● **What needs to be done**
Copy out the data below line for line, changing nothing.

● **Entries provided**
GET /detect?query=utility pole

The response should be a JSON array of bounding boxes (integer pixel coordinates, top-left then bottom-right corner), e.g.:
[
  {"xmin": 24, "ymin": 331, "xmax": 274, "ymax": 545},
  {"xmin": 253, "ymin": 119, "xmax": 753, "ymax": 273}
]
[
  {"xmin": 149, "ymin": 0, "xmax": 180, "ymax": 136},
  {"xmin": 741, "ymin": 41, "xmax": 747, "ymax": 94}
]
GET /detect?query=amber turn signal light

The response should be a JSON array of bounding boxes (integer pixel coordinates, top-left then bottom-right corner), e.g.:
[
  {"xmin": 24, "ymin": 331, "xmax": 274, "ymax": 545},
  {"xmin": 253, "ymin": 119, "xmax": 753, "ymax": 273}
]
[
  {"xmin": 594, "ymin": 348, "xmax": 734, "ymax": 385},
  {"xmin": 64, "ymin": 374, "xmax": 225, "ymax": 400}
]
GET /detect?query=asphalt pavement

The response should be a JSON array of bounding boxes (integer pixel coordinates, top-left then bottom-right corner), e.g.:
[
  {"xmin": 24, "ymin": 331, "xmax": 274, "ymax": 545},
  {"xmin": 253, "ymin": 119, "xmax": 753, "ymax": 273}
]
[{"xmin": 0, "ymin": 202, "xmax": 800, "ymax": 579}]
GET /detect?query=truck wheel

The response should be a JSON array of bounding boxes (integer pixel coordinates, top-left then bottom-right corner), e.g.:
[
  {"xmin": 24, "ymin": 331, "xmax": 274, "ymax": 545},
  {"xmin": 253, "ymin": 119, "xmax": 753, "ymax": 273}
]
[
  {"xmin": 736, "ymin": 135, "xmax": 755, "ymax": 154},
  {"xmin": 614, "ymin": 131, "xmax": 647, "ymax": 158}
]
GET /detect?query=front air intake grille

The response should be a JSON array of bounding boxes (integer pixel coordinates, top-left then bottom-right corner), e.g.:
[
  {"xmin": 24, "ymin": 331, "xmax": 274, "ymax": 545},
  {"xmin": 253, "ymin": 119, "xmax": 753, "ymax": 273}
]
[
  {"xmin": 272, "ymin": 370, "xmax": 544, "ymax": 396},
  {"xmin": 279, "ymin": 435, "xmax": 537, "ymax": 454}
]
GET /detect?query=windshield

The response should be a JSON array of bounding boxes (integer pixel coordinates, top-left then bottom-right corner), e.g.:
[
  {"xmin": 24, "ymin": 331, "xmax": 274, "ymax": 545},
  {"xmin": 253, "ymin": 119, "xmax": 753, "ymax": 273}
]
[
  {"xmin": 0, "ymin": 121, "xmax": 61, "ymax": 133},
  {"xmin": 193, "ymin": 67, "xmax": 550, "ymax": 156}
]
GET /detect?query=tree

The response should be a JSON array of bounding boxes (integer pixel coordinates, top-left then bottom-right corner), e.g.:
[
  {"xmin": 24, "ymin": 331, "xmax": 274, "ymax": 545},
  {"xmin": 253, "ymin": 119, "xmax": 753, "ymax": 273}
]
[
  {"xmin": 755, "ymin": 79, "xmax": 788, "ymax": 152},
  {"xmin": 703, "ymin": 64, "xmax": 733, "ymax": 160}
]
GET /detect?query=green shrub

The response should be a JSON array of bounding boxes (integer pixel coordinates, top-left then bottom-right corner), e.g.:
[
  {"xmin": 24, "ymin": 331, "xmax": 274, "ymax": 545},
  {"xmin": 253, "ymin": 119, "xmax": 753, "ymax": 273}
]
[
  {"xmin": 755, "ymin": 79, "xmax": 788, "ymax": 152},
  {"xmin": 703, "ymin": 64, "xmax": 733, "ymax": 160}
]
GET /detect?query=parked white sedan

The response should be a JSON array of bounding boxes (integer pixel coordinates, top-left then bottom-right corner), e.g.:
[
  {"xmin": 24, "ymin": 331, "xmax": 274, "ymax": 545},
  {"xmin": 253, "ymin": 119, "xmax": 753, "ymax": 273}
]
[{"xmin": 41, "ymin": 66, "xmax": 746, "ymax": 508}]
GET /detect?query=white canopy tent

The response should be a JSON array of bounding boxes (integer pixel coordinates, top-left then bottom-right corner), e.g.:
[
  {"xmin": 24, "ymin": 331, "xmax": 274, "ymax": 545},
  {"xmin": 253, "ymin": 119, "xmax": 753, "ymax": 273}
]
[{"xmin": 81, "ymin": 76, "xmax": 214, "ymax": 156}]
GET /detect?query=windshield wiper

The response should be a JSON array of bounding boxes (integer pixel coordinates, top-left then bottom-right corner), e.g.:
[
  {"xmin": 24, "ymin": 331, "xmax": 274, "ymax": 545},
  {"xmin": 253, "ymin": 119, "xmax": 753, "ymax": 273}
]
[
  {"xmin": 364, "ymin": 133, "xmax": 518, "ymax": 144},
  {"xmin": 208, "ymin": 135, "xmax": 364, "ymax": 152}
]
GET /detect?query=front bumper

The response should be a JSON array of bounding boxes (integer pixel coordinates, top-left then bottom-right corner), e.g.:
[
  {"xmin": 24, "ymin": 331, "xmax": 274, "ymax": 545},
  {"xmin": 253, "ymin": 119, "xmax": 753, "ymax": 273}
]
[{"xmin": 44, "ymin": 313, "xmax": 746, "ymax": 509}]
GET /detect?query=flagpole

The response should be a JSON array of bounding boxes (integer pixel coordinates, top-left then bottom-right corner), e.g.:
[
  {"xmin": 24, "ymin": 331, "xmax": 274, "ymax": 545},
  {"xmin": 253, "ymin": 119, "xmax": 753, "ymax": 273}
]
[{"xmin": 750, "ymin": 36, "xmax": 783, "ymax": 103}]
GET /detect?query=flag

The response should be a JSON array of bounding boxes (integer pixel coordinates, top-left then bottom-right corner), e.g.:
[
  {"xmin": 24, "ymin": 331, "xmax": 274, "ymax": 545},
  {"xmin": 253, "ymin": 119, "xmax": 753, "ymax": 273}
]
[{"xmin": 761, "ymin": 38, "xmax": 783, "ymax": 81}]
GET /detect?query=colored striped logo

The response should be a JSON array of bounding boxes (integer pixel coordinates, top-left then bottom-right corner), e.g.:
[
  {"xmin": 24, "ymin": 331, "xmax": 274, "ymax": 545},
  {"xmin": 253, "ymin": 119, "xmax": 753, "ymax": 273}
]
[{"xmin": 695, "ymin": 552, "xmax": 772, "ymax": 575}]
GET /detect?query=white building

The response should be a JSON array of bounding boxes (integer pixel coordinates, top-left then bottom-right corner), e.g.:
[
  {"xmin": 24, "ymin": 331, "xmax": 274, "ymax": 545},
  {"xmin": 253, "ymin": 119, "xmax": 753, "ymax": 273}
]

● **Solution**
GET /detect?query=utility pole

The response should be a JSON array of bounding boxes (integer pixel coordinates, top-left then bottom-right corner), e.g.:
[
  {"xmin": 24, "ymin": 331, "xmax": 274, "ymax": 545},
  {"xmin": 253, "ymin": 119, "xmax": 753, "ymax": 273}
]
[
  {"xmin": 149, "ymin": 0, "xmax": 180, "ymax": 136},
  {"xmin": 741, "ymin": 41, "xmax": 747, "ymax": 94}
]
GET /detect?query=amber turn signal light

The response should be a JSON array of bounding boxes (integer pixel coordinates, top-left then bottom-right corner), e.g.:
[
  {"xmin": 24, "ymin": 331, "xmax": 274, "ymax": 545},
  {"xmin": 253, "ymin": 119, "xmax": 753, "ymax": 273}
]
[
  {"xmin": 594, "ymin": 348, "xmax": 734, "ymax": 385},
  {"xmin": 64, "ymin": 374, "xmax": 225, "ymax": 400}
]
GET /detect?query=asphalt pavement

The response should be a JSON array of bounding boxes (integer pixel coordinates, top-left then bottom-right corner), e.g.:
[
  {"xmin": 24, "ymin": 331, "xmax": 274, "ymax": 545},
  {"xmin": 253, "ymin": 119, "xmax": 753, "ymax": 273}
]
[{"xmin": 0, "ymin": 202, "xmax": 800, "ymax": 579}]
GET /detect?query=truck wheel

The response should be a JSON array of bounding boxes (integer pixel coordinates, top-left then bottom-right corner), e.g.:
[
  {"xmin": 24, "ymin": 331, "xmax": 274, "ymax": 545},
  {"xmin": 253, "ymin": 119, "xmax": 753, "ymax": 273}
]
[
  {"xmin": 736, "ymin": 135, "xmax": 755, "ymax": 154},
  {"xmin": 614, "ymin": 131, "xmax": 647, "ymax": 158}
]
GET /detect?query=front air intake grille

The response should be a JSON array of bounding boxes (integer pixel coordinates, top-left then bottom-right corner), e.g.:
[
  {"xmin": 24, "ymin": 331, "xmax": 274, "ymax": 545},
  {"xmin": 253, "ymin": 119, "xmax": 753, "ymax": 273}
]
[
  {"xmin": 272, "ymin": 370, "xmax": 544, "ymax": 396},
  {"xmin": 279, "ymin": 435, "xmax": 537, "ymax": 454}
]
GET /detect?query=windshield

The response should be a JSON array of bounding boxes (integer pixel coordinates, top-left then bottom-right corner), e.g.:
[
  {"xmin": 24, "ymin": 331, "xmax": 274, "ymax": 545},
  {"xmin": 253, "ymin": 119, "xmax": 753, "ymax": 273}
]
[
  {"xmin": 0, "ymin": 121, "xmax": 61, "ymax": 133},
  {"xmin": 193, "ymin": 67, "xmax": 550, "ymax": 156}
]
GET /detect?query=tree

The response should be a JSON array of bounding boxes (integer pixel coordinates, top-left then bottom-right corner), e.g.:
[
  {"xmin": 24, "ymin": 331, "xmax": 274, "ymax": 545},
  {"xmin": 253, "ymin": 119, "xmax": 753, "ymax": 273}
]
[
  {"xmin": 755, "ymin": 79, "xmax": 788, "ymax": 152},
  {"xmin": 703, "ymin": 64, "xmax": 733, "ymax": 160}
]
GET /detect?query=green shrub

The response should be a JSON array of bounding boxes (integer pixel coordinates, top-left then bottom-right corner), e.g.:
[
  {"xmin": 24, "ymin": 331, "xmax": 274, "ymax": 545},
  {"xmin": 253, "ymin": 119, "xmax": 753, "ymax": 273}
]
[
  {"xmin": 755, "ymin": 79, "xmax": 788, "ymax": 152},
  {"xmin": 703, "ymin": 64, "xmax": 733, "ymax": 160}
]
GET /detect?query=parked white sedan

The response should be a JSON array of bounding boxes (integer pixel coordinates, top-left then bottom-right corner), e.g.:
[
  {"xmin": 24, "ymin": 331, "xmax": 274, "ymax": 545},
  {"xmin": 253, "ymin": 119, "xmax": 753, "ymax": 273}
]
[{"xmin": 41, "ymin": 66, "xmax": 746, "ymax": 508}]
GET /detect?query=white canopy tent

The response should be a JSON array of bounding boxes (integer pixel coordinates, top-left then bottom-right corner), e.g.:
[
  {"xmin": 24, "ymin": 331, "xmax": 274, "ymax": 545},
  {"xmin": 253, "ymin": 119, "xmax": 753, "ymax": 273}
]
[{"xmin": 81, "ymin": 76, "xmax": 214, "ymax": 156}]
GET /detect?query=windshield wiper

The response should be a JSON array of bounding boxes (integer pixel coordinates, top-left then bottom-right corner), e.g.:
[
  {"xmin": 24, "ymin": 331, "xmax": 274, "ymax": 545},
  {"xmin": 253, "ymin": 119, "xmax": 753, "ymax": 273}
]
[
  {"xmin": 364, "ymin": 133, "xmax": 518, "ymax": 144},
  {"xmin": 208, "ymin": 135, "xmax": 364, "ymax": 152}
]
GET /detect?query=front bumper

The response should be a JSON array of bounding boxes (integer pixel coordinates, top-left then bottom-right corner), e.g.:
[
  {"xmin": 24, "ymin": 331, "xmax": 274, "ymax": 545},
  {"xmin": 253, "ymin": 119, "xmax": 753, "ymax": 273}
]
[{"xmin": 44, "ymin": 313, "xmax": 746, "ymax": 509}]
GET /detect?query=flagpole

The response should be a JSON array of bounding boxes (integer pixel coordinates, top-left then bottom-right corner), e.g.:
[
  {"xmin": 24, "ymin": 331, "xmax": 274, "ymax": 545},
  {"xmin": 253, "ymin": 119, "xmax": 753, "ymax": 273}
]
[{"xmin": 750, "ymin": 36, "xmax": 783, "ymax": 103}]
GET /detect?query=flag

The response should be a JSON array of bounding boxes (integer pixel coordinates, top-left then bottom-right corner), e.g.:
[
  {"xmin": 24, "ymin": 331, "xmax": 274, "ymax": 545},
  {"xmin": 253, "ymin": 119, "xmax": 753, "ymax": 273}
]
[{"xmin": 761, "ymin": 38, "xmax": 783, "ymax": 81}]
GET /detect?query=colored striped logo

The response should be a JSON array of bounding boxes (integer pixel coordinates, top-left then bottom-right corner), e.g.:
[
  {"xmin": 24, "ymin": 331, "xmax": 274, "ymax": 545},
  {"xmin": 253, "ymin": 119, "xmax": 753, "ymax": 273}
]
[{"xmin": 695, "ymin": 552, "xmax": 772, "ymax": 575}]
GET /detect?query=white building

The response should be a JSON array of bounding boxes (integer pixel coordinates, top-left then bottom-right corner), e.g.:
[
  {"xmin": 24, "ymin": 331, "xmax": 274, "ymax": 545},
  {"xmin": 253, "ymin": 119, "xmax": 753, "ymax": 273}
]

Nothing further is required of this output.